- Your goal -
Pick out each line of the data that contains the word "Find", and copy those lines. Match capital and small letters exactly.

[Start Provided records]

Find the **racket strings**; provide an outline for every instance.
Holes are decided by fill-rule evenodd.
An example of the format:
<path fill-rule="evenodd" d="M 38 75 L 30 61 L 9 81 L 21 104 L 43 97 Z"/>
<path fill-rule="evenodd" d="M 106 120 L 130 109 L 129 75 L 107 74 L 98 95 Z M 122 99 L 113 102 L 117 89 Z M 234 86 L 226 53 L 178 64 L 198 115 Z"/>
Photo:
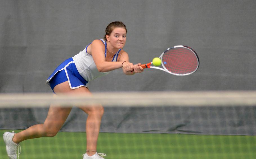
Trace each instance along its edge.
<path fill-rule="evenodd" d="M 169 71 L 177 74 L 189 73 L 195 71 L 198 61 L 194 52 L 185 48 L 176 48 L 165 53 L 163 65 Z"/>

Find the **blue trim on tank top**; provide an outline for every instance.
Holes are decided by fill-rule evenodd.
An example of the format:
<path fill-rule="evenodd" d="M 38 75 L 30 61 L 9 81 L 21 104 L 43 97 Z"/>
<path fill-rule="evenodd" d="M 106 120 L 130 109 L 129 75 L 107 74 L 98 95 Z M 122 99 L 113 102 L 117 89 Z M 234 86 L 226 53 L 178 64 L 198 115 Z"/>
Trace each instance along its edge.
<path fill-rule="evenodd" d="M 102 42 L 103 43 L 103 44 L 104 44 L 105 45 L 105 53 L 104 53 L 104 54 L 105 55 L 105 58 L 107 56 L 107 41 L 105 41 L 105 43 L 104 43 L 104 42 L 103 41 L 103 40 L 102 40 L 102 39 L 100 39 L 100 40 L 101 41 L 102 41 Z M 86 53 L 89 55 L 90 55 L 90 54 L 89 54 L 89 53 L 88 53 L 87 52 L 87 48 L 88 47 L 88 46 L 89 46 L 89 45 L 90 45 L 92 43 L 90 43 L 89 44 L 88 44 L 88 45 L 87 46 L 86 46 L 86 48 L 85 48 L 85 51 L 86 52 Z M 121 51 L 121 50 L 122 50 L 122 49 L 119 49 L 119 50 L 118 50 L 118 51 L 116 53 L 116 54 L 114 56 L 114 57 L 113 57 L 113 59 L 112 59 L 112 62 L 113 62 L 113 61 L 114 61 L 114 60 L 115 58 L 115 57 L 116 55 L 116 61 L 117 61 L 117 58 L 118 57 L 118 54 L 120 52 L 120 51 Z"/>

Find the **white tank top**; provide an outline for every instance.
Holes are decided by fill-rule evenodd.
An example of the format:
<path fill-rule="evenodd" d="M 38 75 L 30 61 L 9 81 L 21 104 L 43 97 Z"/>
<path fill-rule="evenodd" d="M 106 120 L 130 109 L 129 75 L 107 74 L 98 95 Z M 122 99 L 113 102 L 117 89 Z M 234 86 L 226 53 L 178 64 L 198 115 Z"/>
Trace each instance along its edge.
<path fill-rule="evenodd" d="M 103 39 L 100 39 L 105 45 L 105 57 L 107 55 L 107 42 Z M 89 44 L 82 51 L 73 57 L 77 70 L 84 78 L 89 82 L 101 76 L 106 75 L 109 73 L 109 72 L 101 72 L 98 71 L 91 55 L 87 53 L 87 47 Z M 120 49 L 115 54 L 113 58 L 112 61 L 117 60 L 118 53 L 121 50 Z"/>

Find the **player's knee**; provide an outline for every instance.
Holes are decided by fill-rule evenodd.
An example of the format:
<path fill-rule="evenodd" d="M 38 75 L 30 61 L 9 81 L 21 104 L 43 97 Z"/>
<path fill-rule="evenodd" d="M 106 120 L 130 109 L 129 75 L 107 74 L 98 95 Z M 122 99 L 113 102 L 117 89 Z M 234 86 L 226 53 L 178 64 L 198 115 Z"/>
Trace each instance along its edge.
<path fill-rule="evenodd" d="M 59 131 L 53 129 L 49 129 L 46 132 L 46 136 L 47 137 L 53 137 L 57 135 Z"/>
<path fill-rule="evenodd" d="M 102 116 L 104 113 L 104 108 L 102 106 L 93 107 L 91 108 L 88 112 L 88 114 L 96 114 Z"/>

[End Provided records]

- Solution to the exercise -
Find the **racket strings**; provide an outline for every instance.
Find the **blue trim on tank top**; provide an outline for every instance.
Find the **white tank top**; provide an outline for every instance.
Find the **player's knee**; provide an outline for every instance.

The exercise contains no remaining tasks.